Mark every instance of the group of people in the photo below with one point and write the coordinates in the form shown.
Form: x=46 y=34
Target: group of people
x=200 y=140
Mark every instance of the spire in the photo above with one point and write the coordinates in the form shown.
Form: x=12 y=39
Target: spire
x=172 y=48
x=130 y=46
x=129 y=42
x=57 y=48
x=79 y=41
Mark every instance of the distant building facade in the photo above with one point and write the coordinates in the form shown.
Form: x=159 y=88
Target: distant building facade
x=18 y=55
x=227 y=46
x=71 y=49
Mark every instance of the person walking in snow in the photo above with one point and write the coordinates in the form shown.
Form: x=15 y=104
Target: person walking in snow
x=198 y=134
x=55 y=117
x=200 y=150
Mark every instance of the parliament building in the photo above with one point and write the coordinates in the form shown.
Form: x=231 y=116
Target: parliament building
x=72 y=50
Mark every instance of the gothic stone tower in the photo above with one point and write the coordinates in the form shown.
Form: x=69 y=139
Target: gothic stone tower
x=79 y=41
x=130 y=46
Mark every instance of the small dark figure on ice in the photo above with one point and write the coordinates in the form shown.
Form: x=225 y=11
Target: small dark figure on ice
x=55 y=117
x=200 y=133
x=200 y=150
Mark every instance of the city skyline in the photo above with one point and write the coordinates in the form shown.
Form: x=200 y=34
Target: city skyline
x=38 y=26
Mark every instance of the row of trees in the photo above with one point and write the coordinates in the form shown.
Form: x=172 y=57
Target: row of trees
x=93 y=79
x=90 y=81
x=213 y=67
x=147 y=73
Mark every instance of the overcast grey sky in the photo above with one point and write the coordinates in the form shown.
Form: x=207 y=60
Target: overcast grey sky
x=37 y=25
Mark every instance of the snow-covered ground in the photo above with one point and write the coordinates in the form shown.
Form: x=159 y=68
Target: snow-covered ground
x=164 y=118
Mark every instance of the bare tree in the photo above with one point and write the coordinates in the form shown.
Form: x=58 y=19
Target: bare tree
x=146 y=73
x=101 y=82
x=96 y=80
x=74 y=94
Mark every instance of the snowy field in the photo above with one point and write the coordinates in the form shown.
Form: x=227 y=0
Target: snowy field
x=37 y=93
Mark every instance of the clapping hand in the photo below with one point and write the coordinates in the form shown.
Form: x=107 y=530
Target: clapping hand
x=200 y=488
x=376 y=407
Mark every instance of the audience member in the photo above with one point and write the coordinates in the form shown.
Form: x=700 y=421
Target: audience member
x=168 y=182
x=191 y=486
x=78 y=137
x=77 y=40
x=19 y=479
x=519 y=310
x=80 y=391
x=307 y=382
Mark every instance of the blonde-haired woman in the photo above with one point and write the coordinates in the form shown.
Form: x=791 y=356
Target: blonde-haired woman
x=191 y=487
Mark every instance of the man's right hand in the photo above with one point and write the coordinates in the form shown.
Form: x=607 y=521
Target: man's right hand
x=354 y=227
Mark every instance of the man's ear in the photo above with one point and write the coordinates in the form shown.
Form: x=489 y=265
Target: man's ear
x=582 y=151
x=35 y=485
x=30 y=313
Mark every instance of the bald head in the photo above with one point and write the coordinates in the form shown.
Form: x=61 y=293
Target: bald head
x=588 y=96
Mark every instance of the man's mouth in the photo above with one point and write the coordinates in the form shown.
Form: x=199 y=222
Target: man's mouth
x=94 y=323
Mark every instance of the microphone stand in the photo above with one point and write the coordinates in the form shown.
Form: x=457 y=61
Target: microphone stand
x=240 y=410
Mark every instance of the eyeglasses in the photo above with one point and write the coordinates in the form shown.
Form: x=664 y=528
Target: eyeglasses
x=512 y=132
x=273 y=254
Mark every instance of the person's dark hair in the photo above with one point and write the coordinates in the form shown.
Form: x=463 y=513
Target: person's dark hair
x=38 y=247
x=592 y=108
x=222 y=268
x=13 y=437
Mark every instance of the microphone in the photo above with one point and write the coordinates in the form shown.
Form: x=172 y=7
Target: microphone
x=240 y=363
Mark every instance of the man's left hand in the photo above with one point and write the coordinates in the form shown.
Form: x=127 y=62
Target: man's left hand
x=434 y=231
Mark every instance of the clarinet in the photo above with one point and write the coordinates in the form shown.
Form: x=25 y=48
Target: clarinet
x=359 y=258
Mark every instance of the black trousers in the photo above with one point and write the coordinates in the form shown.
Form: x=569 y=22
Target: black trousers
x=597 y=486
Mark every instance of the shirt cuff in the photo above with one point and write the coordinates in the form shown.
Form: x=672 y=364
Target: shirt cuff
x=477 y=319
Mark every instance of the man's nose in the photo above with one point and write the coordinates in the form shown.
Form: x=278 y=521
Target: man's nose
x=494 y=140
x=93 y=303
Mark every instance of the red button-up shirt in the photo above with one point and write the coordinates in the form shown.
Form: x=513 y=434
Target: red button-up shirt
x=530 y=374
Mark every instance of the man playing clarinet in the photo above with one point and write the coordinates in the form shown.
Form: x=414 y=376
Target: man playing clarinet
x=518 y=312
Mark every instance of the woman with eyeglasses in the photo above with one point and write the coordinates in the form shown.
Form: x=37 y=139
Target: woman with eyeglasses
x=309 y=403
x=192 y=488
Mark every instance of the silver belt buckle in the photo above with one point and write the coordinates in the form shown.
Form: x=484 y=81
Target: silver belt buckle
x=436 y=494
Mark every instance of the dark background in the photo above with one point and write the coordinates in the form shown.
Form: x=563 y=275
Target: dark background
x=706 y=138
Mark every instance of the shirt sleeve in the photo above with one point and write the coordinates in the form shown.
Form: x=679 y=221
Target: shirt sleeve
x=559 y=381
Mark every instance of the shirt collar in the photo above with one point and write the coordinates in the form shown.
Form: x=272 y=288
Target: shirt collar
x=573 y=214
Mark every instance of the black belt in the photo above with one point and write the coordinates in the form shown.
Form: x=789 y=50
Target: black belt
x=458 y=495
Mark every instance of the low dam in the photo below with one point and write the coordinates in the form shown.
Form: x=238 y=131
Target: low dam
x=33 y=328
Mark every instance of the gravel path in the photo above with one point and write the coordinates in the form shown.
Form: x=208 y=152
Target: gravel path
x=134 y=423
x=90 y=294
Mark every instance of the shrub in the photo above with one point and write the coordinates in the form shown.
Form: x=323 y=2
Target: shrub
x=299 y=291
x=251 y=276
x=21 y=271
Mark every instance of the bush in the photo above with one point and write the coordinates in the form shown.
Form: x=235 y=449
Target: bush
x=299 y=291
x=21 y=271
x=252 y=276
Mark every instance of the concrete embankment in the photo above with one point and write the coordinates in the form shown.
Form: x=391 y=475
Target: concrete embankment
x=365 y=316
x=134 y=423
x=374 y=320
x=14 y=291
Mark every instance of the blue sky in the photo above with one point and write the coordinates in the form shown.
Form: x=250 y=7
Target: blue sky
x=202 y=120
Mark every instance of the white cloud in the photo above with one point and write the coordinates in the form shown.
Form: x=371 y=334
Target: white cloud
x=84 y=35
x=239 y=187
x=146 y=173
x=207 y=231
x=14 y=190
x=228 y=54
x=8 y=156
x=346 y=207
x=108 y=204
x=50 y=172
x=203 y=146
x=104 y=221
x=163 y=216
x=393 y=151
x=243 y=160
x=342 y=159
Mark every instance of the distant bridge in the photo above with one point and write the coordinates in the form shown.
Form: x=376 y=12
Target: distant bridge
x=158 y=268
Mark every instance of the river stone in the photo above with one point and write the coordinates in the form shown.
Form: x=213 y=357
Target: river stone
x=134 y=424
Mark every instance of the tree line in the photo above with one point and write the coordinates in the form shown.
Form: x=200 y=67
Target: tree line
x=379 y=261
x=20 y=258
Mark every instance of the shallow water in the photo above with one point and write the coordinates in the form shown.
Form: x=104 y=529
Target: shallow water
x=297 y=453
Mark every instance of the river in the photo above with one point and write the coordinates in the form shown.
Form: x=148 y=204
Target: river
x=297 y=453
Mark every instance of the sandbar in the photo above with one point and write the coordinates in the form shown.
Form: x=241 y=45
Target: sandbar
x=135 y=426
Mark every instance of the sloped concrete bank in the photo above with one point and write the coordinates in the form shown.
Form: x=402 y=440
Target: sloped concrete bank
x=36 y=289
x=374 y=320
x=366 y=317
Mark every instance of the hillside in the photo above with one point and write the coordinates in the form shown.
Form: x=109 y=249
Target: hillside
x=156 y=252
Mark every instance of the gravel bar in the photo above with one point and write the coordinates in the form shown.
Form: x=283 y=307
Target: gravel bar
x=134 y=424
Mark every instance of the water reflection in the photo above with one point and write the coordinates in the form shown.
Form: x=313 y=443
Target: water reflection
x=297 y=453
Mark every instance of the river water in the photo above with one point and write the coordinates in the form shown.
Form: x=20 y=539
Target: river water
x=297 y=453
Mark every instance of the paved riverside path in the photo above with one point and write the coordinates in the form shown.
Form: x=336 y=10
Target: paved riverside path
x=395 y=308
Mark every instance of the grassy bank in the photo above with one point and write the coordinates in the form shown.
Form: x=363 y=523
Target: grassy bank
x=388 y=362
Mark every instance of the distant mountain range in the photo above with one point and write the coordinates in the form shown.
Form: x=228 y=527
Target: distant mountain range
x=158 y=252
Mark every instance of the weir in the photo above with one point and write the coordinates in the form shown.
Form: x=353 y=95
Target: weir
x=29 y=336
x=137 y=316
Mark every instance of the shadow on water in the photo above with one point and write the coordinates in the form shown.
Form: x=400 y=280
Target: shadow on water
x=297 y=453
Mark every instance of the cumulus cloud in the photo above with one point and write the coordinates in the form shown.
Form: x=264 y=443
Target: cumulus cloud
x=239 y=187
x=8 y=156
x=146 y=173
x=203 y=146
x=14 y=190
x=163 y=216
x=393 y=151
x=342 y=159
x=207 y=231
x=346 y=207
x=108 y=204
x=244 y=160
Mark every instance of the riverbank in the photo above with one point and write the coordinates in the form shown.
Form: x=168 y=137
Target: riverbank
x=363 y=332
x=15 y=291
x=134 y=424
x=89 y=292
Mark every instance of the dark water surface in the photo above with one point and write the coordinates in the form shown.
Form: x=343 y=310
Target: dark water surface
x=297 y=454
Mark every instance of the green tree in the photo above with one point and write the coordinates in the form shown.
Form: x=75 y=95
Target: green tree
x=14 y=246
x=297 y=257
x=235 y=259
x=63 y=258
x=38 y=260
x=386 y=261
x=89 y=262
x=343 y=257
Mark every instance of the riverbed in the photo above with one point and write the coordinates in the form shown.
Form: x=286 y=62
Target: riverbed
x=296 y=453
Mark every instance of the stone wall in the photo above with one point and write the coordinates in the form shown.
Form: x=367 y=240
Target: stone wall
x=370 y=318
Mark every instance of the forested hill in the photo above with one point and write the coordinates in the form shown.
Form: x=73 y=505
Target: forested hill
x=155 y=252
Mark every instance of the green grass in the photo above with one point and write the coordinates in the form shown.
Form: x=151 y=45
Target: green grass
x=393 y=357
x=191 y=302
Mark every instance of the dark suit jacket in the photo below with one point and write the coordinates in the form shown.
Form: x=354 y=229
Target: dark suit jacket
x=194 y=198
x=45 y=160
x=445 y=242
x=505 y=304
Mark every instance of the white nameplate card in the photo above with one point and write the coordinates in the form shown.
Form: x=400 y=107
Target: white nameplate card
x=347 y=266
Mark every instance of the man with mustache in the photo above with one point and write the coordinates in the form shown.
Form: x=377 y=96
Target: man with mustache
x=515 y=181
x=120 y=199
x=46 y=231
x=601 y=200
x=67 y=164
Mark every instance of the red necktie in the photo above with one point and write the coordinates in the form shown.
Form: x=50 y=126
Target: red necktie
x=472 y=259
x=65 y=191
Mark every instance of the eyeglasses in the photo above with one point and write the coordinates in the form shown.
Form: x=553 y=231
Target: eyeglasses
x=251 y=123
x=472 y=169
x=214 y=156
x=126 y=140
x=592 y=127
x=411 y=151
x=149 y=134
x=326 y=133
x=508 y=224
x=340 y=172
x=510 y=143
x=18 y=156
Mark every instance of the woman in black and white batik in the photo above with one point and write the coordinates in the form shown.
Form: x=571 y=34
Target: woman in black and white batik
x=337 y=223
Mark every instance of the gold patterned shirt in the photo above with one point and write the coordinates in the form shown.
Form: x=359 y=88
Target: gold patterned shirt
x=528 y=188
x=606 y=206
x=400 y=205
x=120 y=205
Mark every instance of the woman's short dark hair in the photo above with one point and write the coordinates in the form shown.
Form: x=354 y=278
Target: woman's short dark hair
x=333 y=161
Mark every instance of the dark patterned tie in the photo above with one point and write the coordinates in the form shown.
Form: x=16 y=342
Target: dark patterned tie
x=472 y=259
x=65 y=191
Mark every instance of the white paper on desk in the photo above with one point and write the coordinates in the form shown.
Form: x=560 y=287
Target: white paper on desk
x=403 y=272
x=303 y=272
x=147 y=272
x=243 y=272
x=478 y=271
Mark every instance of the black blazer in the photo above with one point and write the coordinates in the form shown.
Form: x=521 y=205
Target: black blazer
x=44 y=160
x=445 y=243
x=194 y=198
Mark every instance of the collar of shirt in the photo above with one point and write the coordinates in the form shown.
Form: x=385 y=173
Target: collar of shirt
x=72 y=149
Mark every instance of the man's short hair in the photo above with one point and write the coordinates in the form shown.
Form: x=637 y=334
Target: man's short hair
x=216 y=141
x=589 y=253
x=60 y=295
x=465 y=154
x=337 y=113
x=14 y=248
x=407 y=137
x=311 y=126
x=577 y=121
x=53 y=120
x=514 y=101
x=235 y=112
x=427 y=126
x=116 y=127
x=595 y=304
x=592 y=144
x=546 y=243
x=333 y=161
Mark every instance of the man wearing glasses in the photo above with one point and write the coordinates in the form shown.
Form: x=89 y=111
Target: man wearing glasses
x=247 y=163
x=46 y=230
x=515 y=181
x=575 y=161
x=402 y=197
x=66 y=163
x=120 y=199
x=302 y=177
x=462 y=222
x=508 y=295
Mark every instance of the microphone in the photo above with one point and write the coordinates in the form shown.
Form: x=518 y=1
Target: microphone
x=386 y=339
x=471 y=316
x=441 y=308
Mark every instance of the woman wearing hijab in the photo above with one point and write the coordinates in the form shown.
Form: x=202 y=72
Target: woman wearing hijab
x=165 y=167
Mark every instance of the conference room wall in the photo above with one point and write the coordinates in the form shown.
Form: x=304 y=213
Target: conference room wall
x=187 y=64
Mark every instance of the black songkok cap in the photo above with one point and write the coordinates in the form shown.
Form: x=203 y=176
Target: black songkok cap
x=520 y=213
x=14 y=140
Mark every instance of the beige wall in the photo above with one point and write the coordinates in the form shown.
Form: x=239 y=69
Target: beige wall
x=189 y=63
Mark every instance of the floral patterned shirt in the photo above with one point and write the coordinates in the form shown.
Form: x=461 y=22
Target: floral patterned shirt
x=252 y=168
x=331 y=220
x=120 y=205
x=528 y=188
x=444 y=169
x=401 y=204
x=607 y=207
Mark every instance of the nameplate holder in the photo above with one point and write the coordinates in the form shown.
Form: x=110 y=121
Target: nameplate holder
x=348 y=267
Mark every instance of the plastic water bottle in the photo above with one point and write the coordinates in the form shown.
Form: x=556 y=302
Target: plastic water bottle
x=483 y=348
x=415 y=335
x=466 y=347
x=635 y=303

■ Given exercise:
Please quote exactly the lines from the one containing "Mark every instance of the floral" through the last line of the records above, both included, and nothing else.

■ Answer to the exercise:
Mark every instance of the floral patterned shirt in the photo above with one point and write the coordinates in the form shown.
Form: x=461 y=22
Target: floral patterned shirt
x=252 y=168
x=331 y=220
x=120 y=205
x=528 y=188
x=444 y=169
x=401 y=204
x=607 y=207
Mark every instance of the nameplate holder in the photo above with one point and write the coordinates in the form shown.
Form: x=110 y=121
Target: nameplate holder
x=348 y=267
Mark every instance of the plastic water bottle in the photo above with one point and write the coordinates in the form shown.
Form: x=556 y=302
Target: plastic water bottle
x=483 y=348
x=415 y=335
x=466 y=347
x=635 y=303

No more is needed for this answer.